» Source text:

Is there a difference between how the realtime tables collect and display and the last day view. Oddly the last day view for traffic is solid as is the Realtime Top Application Traffic. It seems like there is a constant flow of information coming into ntopng.

ntopng dashboard

Thanks.

Dan.

dboehlke commented 8 years ago

I had been "tuning" sflow polling and sampling on my Juniper switches. My router config backups say that I went to 30 seconds for polling the interface statistics. I am going to try every 20 seconds. When I first set up ntopng I was polling every second, but the sampling auto-adjustment would increase the number of packets between samples to astronomical numbers so that it was exporting a statistic ever blue moon or so on the busy interfaces. :-(

simonemainardi commented 8 years ago

Hi @dboehlke. Polling on your Juniper EX switches only regulates how often the sFlow data is sent to the collector.

The same switches implement a binary backoff algorithm that adapts the sampling for each interface. Basically, the algorithm periodically ranks interfaces based on the produced number of samples, and reduce top-interfaces sampling load by half allocating it to interfaces that have a lower sampling rate.

Said that, I am reasonably confident to confirm that your Juniper interfaces end up having a sampling so large that it is not guaranteed to have samples during every polling cycle.

It is not possible to manually change the adaptive sampling. Only a reboot should reset the backoff algorithm.

Do you think we can consider the issue solved -- that is, not related to ntopng?

dboehlke commented 8 years ago

I still don't under stand why the "Network Interfaces: Last Day View" is not striped, but "Top Application Traffic Last Day View" is. If the switches are not sending samples during every polling cycle then should not both be striped?

Where is the rrd file for the "Last Day View" kept?

I agree with you on the sflow sampling. The binary backoff has been a pain, the switch will run for many hours with the sampling rate I set and then suddenly backoff. I did discover that I can reset the back algorithm using the cli command "restart sflow-service all-members".

I hope to move the point where I am collecting the sflow samples to switches closer to the servers. I am collecting on the core switch for the data center now and there may be too much traffic there, I can't move the sflow collection now because the top of rack switches are layer2 devices and have only their out-of-band management connection to the network. I will need to deploy additional network connections and an nProbe on that network in order to collect flows there.

My only other thought would be to move to deploy nProbe on the individual servers or use taps between layers in the data center.

Dan B.

dboehlke commented 8 years ago

It looks like I need to take this up with Juniper it looks like something about my data center traffic causes JunOS' Adaptive Sampling to back off the sample rates until they are are not sampling at a a useful level.

To verify this, I set up IPT-netflow on one of the servers in the data center and exported Netflow V9 stats from that server to another instance of nProbe which supplied the data to ntopng by 0MQ. The Netflow V9 data from the host is unsampled and it does not display the striping issues shown by the sFlow fed nProbes.

» Supplied material:

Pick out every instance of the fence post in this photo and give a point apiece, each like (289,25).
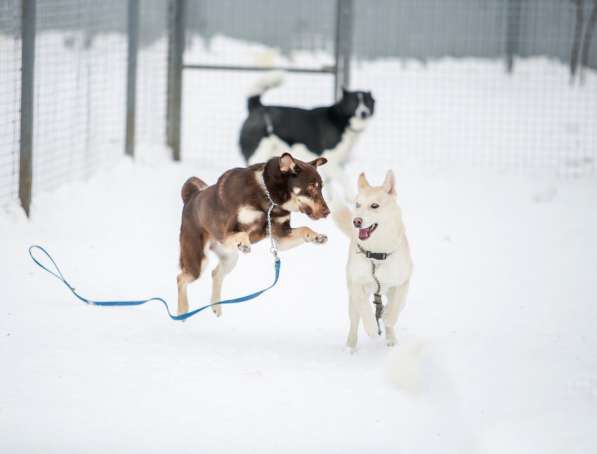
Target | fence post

» Required work: Set down, word for word, the passage of the ntopng sFlow thread above starting at "Said that, I" and ending at "the backoff algorithm.".

» Output:
Said that, I am reasonably confident to confirm that your Juniper interfaces end up having a sampling so large that it is not guaranteed to have samples during every polling cycle.

It is not possible to manually change the adaptive sampling. Only a reboot should reset the backoff algorithm.